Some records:
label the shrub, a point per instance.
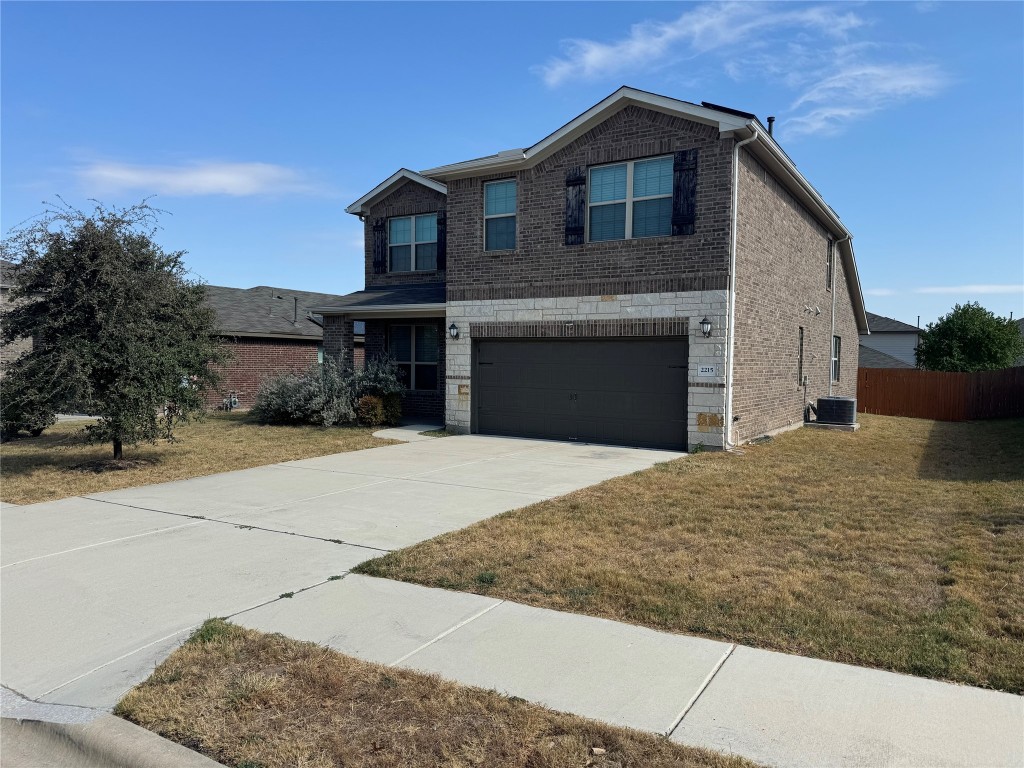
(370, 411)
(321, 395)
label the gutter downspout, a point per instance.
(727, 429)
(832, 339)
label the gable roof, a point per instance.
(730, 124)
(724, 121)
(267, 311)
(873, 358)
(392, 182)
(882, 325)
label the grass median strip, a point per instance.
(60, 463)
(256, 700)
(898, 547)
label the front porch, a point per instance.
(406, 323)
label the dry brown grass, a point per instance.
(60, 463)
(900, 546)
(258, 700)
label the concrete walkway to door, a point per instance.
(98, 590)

Task directions:
Write out every line of the material above again, requests included, with each point coordinate in the answers scaled by 2.15 and rounded to a whole number, halves rounding up. Leave the pictures out of your answer.

Problem solution:
label the shrub, a point per instance.
(796, 884)
(690, 849)
label the gutter downspout, a point per instance.
(1563, 922)
(1789, 729)
label the gable roof, a point per instance.
(1570, 267)
(1557, 260)
(574, 669)
(1877, 770)
(843, 391)
(1896, 699)
label the grass median strip, a point per instance.
(129, 995)
(550, 1505)
(1931, 1176)
label the front porch, a point per instance.
(873, 694)
label the dry brown grass, a point per instance.
(129, 995)
(1935, 1174)
(555, 1505)
label the concrete walkway to door, a point per instance.
(211, 1269)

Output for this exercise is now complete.